SOURCE:
==============================

It’s the Friday before New Year’s Eve. It was just another day at the salon - unless your salon happens to be part of a compound that includes your home and one other unlikely partner: a farm. I’ve had a good day in the salon.
I was precisely placing caramel highlights to offset the graceful graying of the corkscrewed curly-Q’s streaming down my client's back. My son was on winter break, quietly noodling on the IPhone he inherited from the fortuitous timing of Christmas and an upgrade. I’m grateful to Santa for earphones and the bi-fold doors that separate our worlds. Avery was raised on the other side of the Great Divide between my work and a home that gracious folks would call ‘lived in’. At 14 he hasn’t outgrown interupting me for lame reasons, typically met with “The Look”. I was almost done for the day when the bi-fold doors creaked opened. As I prepared to muster said ‘look’ I was met with another that said ‘something’s wrong’. Pointing towards something just outside the picture window, I saw three not-so-little pigs. I huffed and puffed and issued stealth orders to call his Dad and track their whereabouts until I was done.
Collecting myself, I went back to corkscrewed curly-Q’s I could deal with. My client chuckled at yet another indication that this was not your typical salon. Shortly thereafter I was back in ‘the zone’ – that happy place uninhabited by pigs, teenagers or anything else in the world but me and my creativity. Once the caramel highlights had receded down the driveway, I scurried off to find my son, grabbing a bag of small red potatoes. I found Avery and the 3 escapees at the top of the hill on a treeless plateau formerly used for a large garden.

==============================

DATA EXTRACT:
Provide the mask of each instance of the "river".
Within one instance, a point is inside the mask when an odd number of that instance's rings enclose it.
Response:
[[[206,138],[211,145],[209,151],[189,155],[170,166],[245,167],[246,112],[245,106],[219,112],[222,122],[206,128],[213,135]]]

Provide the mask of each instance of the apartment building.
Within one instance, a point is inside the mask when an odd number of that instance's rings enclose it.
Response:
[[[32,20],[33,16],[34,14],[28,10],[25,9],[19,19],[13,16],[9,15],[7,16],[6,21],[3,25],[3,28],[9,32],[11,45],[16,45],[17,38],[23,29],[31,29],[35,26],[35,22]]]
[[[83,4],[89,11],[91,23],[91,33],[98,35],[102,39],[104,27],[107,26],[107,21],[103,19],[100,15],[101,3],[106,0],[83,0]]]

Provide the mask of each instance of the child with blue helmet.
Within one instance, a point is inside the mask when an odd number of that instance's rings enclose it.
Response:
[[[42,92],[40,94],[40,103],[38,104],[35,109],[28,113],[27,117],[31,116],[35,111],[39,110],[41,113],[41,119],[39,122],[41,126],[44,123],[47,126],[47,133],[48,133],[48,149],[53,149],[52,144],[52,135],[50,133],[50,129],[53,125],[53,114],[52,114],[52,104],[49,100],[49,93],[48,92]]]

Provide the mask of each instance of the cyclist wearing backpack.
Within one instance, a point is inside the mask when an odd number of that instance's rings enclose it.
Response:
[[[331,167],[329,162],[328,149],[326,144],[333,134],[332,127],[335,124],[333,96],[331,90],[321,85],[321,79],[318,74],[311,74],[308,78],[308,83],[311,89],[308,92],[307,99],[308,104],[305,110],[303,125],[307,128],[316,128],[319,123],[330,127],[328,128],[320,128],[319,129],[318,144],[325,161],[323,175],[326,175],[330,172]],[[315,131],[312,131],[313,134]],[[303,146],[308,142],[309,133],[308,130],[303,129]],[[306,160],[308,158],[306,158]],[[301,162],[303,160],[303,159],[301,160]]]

==============================

DIRECTIVE 1: Reproduce the salon story starting with "It’s the Friday" and going on through "in the salon.", renaming "salon" as "studio".
DIRECTIVE 2: Gather every line of the entries that contains the word "Provide". Case counts.

RESULT 1:
It’s the Friday before New Year’s Eve. It was just another day at the studio - unless your studio happens to be part of a compound that includes your home and one other unlikely partner: a farm. I’ve had a good day in the studio.

RESULT 2:
Provide the mask of each instance of the "river".
Provide the mask of each instance of the apartment building.
Provide the mask of each instance of the child with blue helmet.
Provide the mask of each instance of the cyclist wearing backpack.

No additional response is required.